Direction 1 |
Write out the passage of the page text that opens with the words containing "Toni Bowers is" and closes with "IT management issues.".

Page text |
Toni Bowers is Managing Editor of TechRepublic and is the award-winning blogger of the Career Management blog. She has edited newsletters, books, and web sites pertaining to software, IT career, and IT management issues.

38 comments
ivoyhip
ivoyhip

I have this experience. My current workplace used to have only fewer than 20 full time staffs. It has more than 50 full time staffs now. The working environment is so different. 1) The company structure was very simple in a small company was small. There were no official departments. It is very easy to work with everyone. Currently, we have multiple departments in the company. Each department is accountable for certain types of work. This leads to the mindset of We vs. They. Sometimes, there are conflicts among departments. 2) Communication flow was better in a small company. Each coworker pretty sure what other coworkers are doing. Currently, this is not the case in my workplace

major.malfunction
major.malfunction

Once the original core gets settled in after a few years, all the new employees are forever treated as second class because "they weren't here when we were building the place!". The old timers get up on their pedestal regardless if they even deserve it. Just because you answered the phones when we were small doesn't mean you are now an executive when the company has 75 employees! I worked for 10 years in a company that grew like that. Even though I was considered a "charter member", I didn't feel any sense of entitlement or think that new processes were beneath me. In fact, I tried to push through the changes. But I found that there were just too many "ol'timers" who wanted to keep it simple and not have to actually let other people in the company know what they did with source code, etc. And although the founders of the company readily agreed that it was hindering operations SEVERELY, they would rather not upset the Old Guard since they had so much knowledge, etc. Phhhhhhhhhtttt! that was enough for me and I walked away after 10 years of it. Now climbing new mountains and I couldn't be happier!

Record set |
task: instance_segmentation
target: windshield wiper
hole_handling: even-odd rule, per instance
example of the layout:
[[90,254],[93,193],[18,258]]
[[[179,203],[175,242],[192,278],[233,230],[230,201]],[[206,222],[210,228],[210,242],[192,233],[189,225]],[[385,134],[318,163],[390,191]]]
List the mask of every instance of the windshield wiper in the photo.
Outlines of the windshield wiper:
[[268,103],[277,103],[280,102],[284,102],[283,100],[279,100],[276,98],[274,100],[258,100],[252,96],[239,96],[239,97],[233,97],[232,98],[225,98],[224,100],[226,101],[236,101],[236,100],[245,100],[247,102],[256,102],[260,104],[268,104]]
--
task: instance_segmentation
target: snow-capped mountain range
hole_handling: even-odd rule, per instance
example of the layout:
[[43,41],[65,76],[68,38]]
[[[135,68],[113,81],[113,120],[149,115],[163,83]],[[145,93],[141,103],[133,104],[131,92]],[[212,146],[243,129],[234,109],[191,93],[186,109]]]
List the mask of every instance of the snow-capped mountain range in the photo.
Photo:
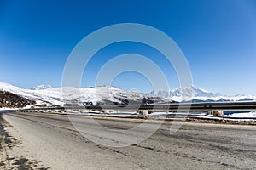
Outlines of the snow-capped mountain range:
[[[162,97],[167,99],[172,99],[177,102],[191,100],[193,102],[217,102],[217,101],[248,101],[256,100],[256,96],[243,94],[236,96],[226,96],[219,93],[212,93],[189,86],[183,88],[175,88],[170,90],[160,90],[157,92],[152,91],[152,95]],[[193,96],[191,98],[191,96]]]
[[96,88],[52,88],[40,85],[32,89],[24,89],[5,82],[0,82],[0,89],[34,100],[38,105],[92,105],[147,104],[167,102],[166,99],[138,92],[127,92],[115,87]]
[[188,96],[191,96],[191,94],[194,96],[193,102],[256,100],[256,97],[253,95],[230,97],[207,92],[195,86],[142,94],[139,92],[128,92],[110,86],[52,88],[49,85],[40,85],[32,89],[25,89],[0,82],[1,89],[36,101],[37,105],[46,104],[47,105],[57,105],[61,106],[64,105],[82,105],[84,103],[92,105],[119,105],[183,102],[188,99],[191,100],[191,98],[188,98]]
* * *
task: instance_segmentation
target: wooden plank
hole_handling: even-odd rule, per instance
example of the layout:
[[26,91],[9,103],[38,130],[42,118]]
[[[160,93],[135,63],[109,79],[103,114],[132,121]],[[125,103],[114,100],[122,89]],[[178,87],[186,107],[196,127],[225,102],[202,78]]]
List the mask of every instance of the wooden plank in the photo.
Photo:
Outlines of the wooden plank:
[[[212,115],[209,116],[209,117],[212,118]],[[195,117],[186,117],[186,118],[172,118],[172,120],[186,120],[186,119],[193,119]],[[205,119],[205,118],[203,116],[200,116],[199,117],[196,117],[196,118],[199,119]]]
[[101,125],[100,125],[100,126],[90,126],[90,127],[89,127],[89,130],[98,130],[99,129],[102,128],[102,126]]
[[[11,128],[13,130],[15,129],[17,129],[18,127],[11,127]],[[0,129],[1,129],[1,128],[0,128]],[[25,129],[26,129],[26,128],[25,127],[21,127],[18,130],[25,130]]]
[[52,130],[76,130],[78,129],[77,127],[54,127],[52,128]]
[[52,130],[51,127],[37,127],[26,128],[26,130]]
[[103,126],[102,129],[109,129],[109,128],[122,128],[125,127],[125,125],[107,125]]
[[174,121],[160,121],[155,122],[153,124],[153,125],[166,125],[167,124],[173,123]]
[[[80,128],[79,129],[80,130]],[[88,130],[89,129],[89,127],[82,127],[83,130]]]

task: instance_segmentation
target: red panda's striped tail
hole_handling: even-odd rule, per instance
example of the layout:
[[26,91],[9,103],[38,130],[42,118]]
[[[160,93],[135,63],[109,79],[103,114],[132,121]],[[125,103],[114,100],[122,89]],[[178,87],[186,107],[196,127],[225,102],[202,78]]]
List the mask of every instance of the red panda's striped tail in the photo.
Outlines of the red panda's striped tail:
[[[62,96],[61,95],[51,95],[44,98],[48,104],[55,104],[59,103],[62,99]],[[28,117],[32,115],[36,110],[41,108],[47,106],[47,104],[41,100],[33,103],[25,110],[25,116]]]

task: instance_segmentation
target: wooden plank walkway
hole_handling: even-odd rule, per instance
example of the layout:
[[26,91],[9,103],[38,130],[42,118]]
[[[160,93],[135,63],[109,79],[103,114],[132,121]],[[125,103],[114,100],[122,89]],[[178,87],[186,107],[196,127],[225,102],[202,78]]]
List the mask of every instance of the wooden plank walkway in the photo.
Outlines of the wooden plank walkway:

Direction 2 |
Pick out every line of the listing above that contains the string "snow".

Worked answer 1 |
Toni Bowers is Managing Editor of TechRepublic and is the award-winning blogger of the Career Management blog. She has edited newsletters, books, and web sites pertaining to software, IT career, and IT management issues.

Worked answer 2 |
target: snow-capped mountain range
List the mask of every instance of the snow-capped mountain range in the photo.
Outlines of the snow-capped mountain range:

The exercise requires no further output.